# [Page extract]
AVRA INC.
September 11, 2012
VIA EDGAR
Reid Hooper
Securities and Exchange Commission
Division of Corporate Finance
100 F. Street, NE
Washington, D.C. 20549-4631
Re: Avra, Inc.
Registration Statement on Form S-1
Filed June 14, 2012
File No. 333-182130
Dear Mr. Hooper:
We hereby submit the responses of Avra, Inc. (the “Company”) to the comments of the staff of the Division of Corporation Finance (the “Staff”) contained in your letter, dated July 6, 2012, to David Bailey of the Company in regard to the above-referenced Amendment 1to Registration Statement on Form S-1 filed on June 14, 2012 (“Form S-1”).
For convenience of reference, each Staff comment contained in your letter is reprinted below in italics, numbered to correspond with the paragraph numbers assigned in your letter, and is followed by the corresponding response of the Company. References herein to page numbers are to the page numbers in Amendment No. 1 to the Form S-1 (“Form S-1 Amendment No. 1”), filed with the Securities and Exchange Commission on September 10, 2012. Unless the context indicates otherwise, references in this letter to “we,” “us” and “our” refer to the Company on a consolidated basis. Capitalized terms not otherwise defined herein shall have the meanings ascribed to them in Form S-1, as amended by the amendment(s).
General
1. Please update the financial statements pursuant to Rule 8-08 of Regulation S-X.
Response:We have updated the financial statements in the Form S-1 Amendment No. 1 pursuant to Rule 8-08 of Regulation S-X.
2. We note that you have a limited operating history with no history of revenues and tangible assets consisting solely of cash. Rule 12b-2 of the Exchange Act defines a “shell company” as a registrant that has “nominal operations” and “assets consisting solely of cash and cash equivalents and nominal other assets.” Based on your nominal operations and assets, it appears that you are a shell company as defined in Rule 12b-2 of the Exchange Act. Please revise your disclosure throughout your prospectus to prominently identify the company as a shell company and caution investors as to the highly illiquid nature of an investment in the company’s shares. Further, revise your disclosure throughout your prospectus, including providing appropriate risk
AVRA INC.

# [Stored data]
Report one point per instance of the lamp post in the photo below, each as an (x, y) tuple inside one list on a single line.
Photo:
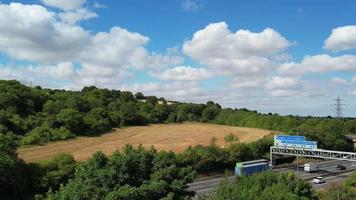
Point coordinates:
[(297, 154)]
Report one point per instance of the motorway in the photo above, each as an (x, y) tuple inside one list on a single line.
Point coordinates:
[(327, 169)]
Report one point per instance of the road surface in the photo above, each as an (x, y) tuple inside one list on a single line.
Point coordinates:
[(327, 169)]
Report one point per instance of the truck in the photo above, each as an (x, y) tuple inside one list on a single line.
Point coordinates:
[(310, 167), (251, 167)]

# [Objective 1]
In the Avra, Inc. letter to the SEC, what date does the staff's comment letter carry?
# [Objective 2]
Extend the Avra, Inc. letter to the SEC, picking up right after its final words.

# [Reply 1]
July 6, 2012.

# [Reply 2]
Response:We do not believe that we are a “shell company” as defined in Rule 12b-2 of the Exchange Act, that describes the registrant to have: (1) no or nominal operations; and (2) either (i) no or nominal assets; assets consisting solely of cash and cash equivalents; or (iii) assets consisting of any amount of cash and cash equivalents and nominal other assets. Specifically, we do not believe that we can be classified as having “no or nominal operations”. From inception, our management has devoted a significant amount of time to the development of the Company’s business. In furtherance of the Company’s planned business, our management investigated the market demand for smart boxes in the US, Canadian, and Asian markets, raised seed capital, investigated various suppliers with excellent technology, and decided on a short list of suppliers of smart box equipment. Recently, we are in the process of ordering samples from various suppliers to test the equipment before deciding on the manufacturer and supplier of the smart boxes for demonstration purposes. We do not believe that with the aforementioned activities undertaken in the furtherance of our planned business we shall be classified as having “no or nominal operations”. As such, we believe that we are not a shell company and we have properly disclosed throughout the prospectus that we are not a shell company.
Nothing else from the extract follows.